> Your goal
Convert the data below into a two-column CSV with the headers label_query and bounding_boxes. Start at the line containing "the clock face." and continue through the end of the data. Give each row one line of text and everything that answers it, each in a single quoted field, with any line breaks replaced by spaces.

> Input rows
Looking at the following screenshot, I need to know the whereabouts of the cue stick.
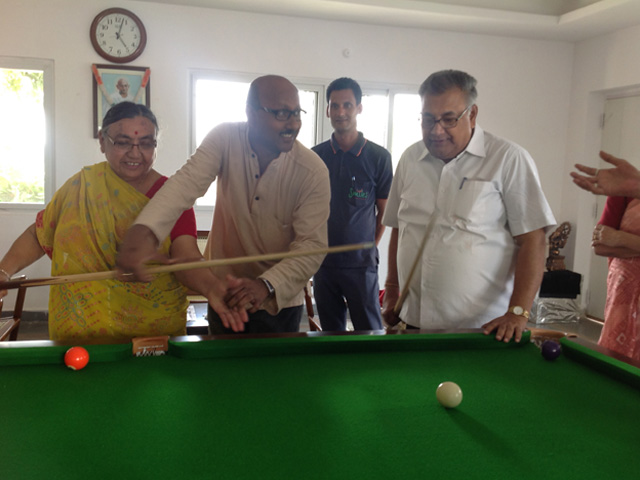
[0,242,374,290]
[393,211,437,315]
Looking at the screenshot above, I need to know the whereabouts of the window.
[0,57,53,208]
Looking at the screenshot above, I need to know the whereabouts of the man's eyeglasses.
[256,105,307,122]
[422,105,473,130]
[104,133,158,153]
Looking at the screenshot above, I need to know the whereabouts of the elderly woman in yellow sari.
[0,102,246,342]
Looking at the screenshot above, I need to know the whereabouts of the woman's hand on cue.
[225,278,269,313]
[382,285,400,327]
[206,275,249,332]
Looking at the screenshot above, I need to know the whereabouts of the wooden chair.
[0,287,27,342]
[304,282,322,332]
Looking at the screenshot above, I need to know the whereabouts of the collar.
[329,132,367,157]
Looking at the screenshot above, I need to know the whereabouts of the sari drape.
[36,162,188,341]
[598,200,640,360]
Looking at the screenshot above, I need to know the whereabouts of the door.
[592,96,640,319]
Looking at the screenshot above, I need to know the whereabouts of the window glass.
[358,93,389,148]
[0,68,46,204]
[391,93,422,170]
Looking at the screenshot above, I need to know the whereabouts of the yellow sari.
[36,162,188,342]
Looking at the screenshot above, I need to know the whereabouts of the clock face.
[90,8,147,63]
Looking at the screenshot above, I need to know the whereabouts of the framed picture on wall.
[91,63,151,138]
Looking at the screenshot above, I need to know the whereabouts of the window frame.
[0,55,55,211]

> Task answer
label_query,bounding_boxes
"Looking at the screenshot above, I need to know the whereabouts of the clock face.","[90,8,147,63]"
"Looking at the screenshot above, I need to know the whereabouts of the framed picture on wall.","[91,63,151,138]"
"Looking at the screenshot above, I need to know the whereabouts of the window frame.","[0,55,55,211]"